> **Textauszug**

============================================================

10 Apr Klima, Krieg und Krise
Krieg, Militär und Rüstungsindustrie haben Auswirkungen auf unser Klima. Lena zeigt auf, wie eng Friedens- und Klimabewegung in ihren Kämpfen verbunden sind und an welchen Punkten sie ansetzen müssen.
Klimakrise und Krieg. Krieg und Klimakrise. Beide führen zu Hunger, Leid und Tod. Beide belasten die jüngeren und kommenden Generationen. Beide haben hohe Kosten. Beide sind vermeidbar oder zumindest eindämmbar. Für beide wird die Lösung lieber Konsument*innen zugeschoben: „Lebt ökologischer!“, „Friert für den Frieden!“ – anstatt das System zu verändern, das für die Probleme verantwortlich ist.
Krieg und Aufrüstung belasten das Klima. Sie binden finanzielle, wissenschaftliche und politische Ressourcen, die für den Kampf gegen den Klimawandel benötigt werden und schwächen internationale Kooperationsformate. Neben diesen indirekten Einflüssen schädigen Kriege die Umwelt auch direkt, beispielsweise durch den Einsatz von Chemiewaffen und einem enormen Ausstoß an klimaschädlichen Gasen und Schadstoffen. Alleine das US-Verteidigungsministerium und die ihm unterstellten Truppen stießen 2017 mehr Treibhausgase aus als Länder wie Schweden oder Portugal. Die Emissionen des zweiten Irak-Krieges entsprachen etwa den jährlichen Emissionen von Neuseeland oder Kuba.
Nur Abrüstung ist konsequent
Der Treibstoff-Verbrauch von Panzern, Kriegsflugzeugen und -schiffen ist selbst in friedlichen Zeiten enorm. Ein Leopard-2-Panzer hat einen Kraftstoffverbrauch von 414 bis 530 Litern pro 100 km. Ein Eurofighter verursacht pro Flugstunde etwa so viel CO2, wie ein*e deutsche*r Bürger*in im ganzen Jahr. Sogenannte E-Panzer oder Kriegsfahrzeuge, die mit E-Fuels betankt werden, grenzen an blanken Hohn und lösen das Problem nicht ansatzweise. Die einzig konsequente Handlung ist Abrüstung.
Für 2019 gibt die Bundeswehr einen CO2-Ausstoß von 1,45 Millionen Tonnen an – Auslandseinsätze und Rüstungsproduktion nicht einberechnet. Eine Studie im Auftrag der Linken im Europaparlament schätzt den tatsächlichen Ausstoß circa dreimal so hoch. Beim Klimaschutz hat die Armee zwischen 2014 und 2019 praktisch keine Fortschritte gemacht und durch enorm steigende Rüstungsausgaben wird dies auch in den folgenden Jahren nicht passieren.

============================================================

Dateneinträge
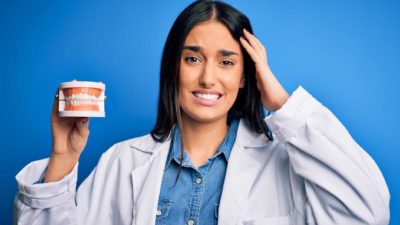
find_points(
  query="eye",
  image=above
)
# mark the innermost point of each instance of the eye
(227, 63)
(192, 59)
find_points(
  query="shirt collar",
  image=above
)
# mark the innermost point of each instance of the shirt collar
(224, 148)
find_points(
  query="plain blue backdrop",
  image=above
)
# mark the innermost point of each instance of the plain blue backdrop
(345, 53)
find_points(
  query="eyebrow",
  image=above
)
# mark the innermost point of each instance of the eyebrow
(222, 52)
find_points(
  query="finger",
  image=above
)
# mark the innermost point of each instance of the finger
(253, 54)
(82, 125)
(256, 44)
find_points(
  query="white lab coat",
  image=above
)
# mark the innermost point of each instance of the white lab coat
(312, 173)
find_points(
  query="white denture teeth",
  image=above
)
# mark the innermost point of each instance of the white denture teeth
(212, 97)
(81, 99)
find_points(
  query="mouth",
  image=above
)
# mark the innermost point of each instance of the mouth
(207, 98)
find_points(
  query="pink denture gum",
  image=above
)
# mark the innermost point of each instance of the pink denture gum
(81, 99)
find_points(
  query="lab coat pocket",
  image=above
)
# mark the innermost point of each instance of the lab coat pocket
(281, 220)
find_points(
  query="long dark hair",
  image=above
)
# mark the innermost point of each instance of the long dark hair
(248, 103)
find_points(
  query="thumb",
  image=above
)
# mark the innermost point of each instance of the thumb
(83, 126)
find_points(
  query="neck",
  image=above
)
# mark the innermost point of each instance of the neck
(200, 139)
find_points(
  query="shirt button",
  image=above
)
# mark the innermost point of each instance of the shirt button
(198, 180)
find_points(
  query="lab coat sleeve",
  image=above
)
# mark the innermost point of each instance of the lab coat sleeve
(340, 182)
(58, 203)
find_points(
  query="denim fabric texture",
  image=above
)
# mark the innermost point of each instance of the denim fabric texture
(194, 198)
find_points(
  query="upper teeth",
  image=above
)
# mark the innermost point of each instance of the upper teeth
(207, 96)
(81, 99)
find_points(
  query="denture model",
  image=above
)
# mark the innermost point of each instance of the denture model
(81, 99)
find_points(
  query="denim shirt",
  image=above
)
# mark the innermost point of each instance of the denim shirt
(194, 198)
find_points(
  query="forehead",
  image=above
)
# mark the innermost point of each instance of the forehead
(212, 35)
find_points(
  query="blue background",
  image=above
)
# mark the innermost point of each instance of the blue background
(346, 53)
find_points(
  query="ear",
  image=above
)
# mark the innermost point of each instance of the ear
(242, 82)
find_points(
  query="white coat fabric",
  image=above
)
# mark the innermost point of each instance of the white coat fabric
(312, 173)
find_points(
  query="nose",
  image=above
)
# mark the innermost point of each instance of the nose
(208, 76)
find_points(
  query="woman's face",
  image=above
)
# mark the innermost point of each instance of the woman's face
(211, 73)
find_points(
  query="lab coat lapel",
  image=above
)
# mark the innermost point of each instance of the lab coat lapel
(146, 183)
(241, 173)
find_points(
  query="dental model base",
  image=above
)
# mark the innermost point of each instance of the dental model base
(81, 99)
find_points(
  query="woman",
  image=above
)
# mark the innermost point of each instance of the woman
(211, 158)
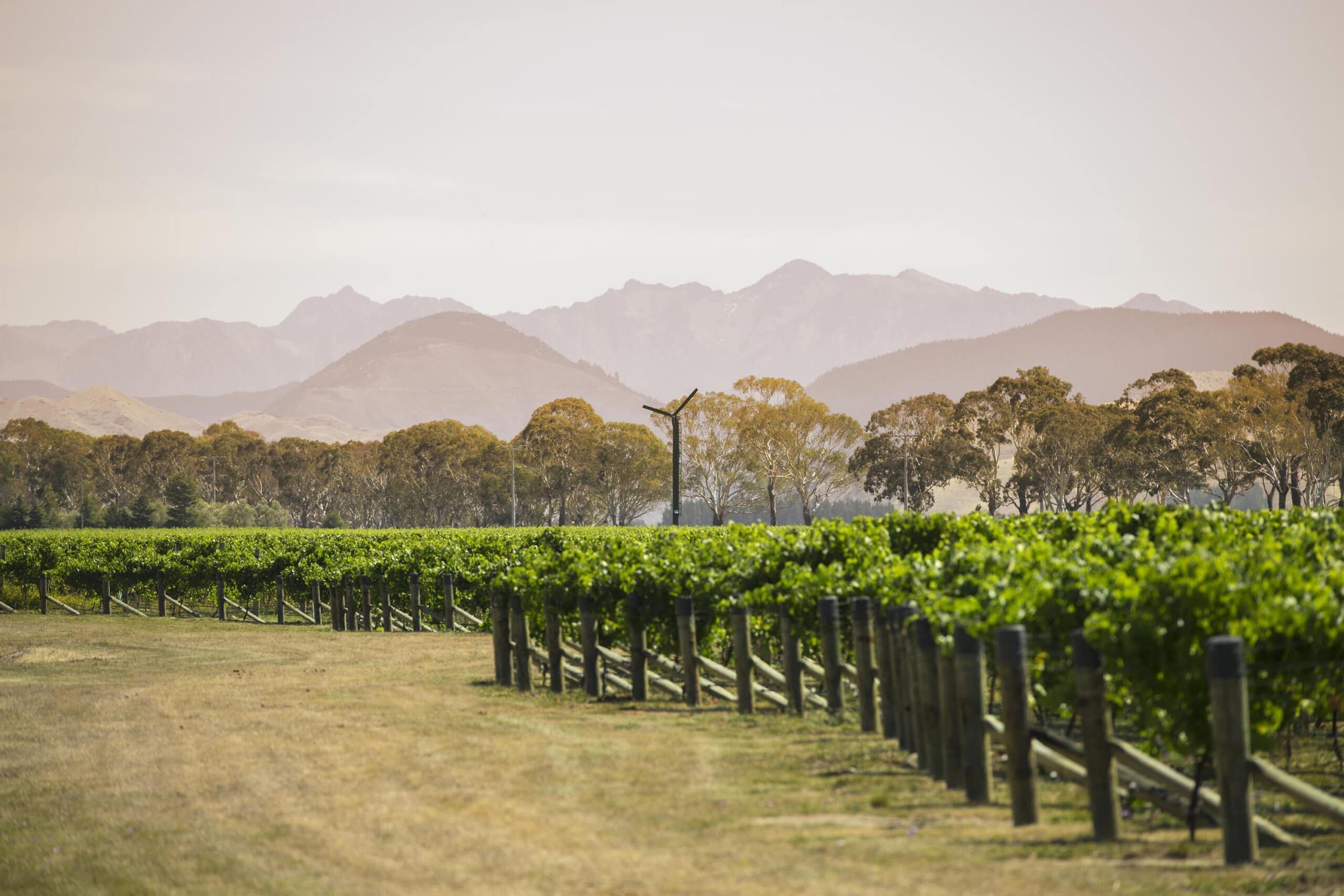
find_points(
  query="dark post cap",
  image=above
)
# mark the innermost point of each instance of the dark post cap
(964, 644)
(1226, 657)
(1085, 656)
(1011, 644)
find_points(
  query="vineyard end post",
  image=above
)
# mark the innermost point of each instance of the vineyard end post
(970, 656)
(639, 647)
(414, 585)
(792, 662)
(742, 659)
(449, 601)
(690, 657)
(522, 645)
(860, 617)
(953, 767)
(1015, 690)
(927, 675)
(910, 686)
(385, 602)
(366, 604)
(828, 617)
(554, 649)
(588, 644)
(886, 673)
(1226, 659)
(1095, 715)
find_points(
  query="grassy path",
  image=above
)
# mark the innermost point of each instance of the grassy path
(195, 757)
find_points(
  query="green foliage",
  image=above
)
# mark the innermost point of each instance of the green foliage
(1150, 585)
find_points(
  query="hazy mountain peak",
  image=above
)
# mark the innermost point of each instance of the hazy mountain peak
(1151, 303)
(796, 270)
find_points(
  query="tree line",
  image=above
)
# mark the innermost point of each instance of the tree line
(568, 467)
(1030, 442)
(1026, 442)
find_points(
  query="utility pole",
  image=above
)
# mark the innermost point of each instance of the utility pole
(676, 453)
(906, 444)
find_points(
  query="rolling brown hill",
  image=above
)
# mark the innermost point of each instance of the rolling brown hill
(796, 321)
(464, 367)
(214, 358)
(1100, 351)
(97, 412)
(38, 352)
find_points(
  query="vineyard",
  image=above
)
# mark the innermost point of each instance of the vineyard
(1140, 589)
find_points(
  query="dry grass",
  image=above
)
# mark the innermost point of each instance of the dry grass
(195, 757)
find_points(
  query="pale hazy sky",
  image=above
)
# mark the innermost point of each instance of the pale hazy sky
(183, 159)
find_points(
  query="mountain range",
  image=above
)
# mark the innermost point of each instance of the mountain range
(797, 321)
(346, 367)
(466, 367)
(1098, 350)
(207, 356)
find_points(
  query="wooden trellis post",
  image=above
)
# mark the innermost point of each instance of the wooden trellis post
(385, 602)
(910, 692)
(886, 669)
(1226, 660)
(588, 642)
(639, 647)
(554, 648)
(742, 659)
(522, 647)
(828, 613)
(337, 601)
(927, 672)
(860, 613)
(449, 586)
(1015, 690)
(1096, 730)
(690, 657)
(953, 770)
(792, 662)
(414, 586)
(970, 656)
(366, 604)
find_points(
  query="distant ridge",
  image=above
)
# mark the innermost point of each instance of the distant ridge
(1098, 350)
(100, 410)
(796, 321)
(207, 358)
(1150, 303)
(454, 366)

============================================================

> **Arbeitsauftrag 1**
Nenne alle Länder, mit deren Treibhausgasausstoß der Text über Klima, Krieg und Krise militärische Emissionen vergleicht.
> **Arbeitsauftrag 2**
Schreibe aus dem Text über Klima, Krieg und Krise den Abschnitt von „10 Apr Klima, Krieg“ bis einschließlich „Probleme verantwortlich ist.“ wortgetreu ab.

> **Endgültige Antwort 1**
Schweden, Portugal, Neuseeland, Kuba

> **Endgültige Antwort 2**
10 Apr Klima, Krieg und Krise
Krieg, Militär und Rüstungsindustrie haben Auswirkungen auf unser Klima. Lena zeigt auf, wie eng Friedens- und Klimabewegung in ihren Kämpfen verbunden sind und an welchen Punkten sie ansetzen müssen.
Klimakrise und Krieg. Krieg und Klimakrise. Beide führen zu Hunger, Leid und Tod. Beide belasten die jüngeren und kommenden Generationen. Beide haben hohe Kosten. Beide sind vermeidbar oder zumindest eindämmbar. Für beide wird die Lösung lieber Konsument*innen zugeschoben: „Lebt ökologischer!“, „Friert für den Frieden!“ – anstatt das System zu verändern, das für die Probleme verantwortlich ist.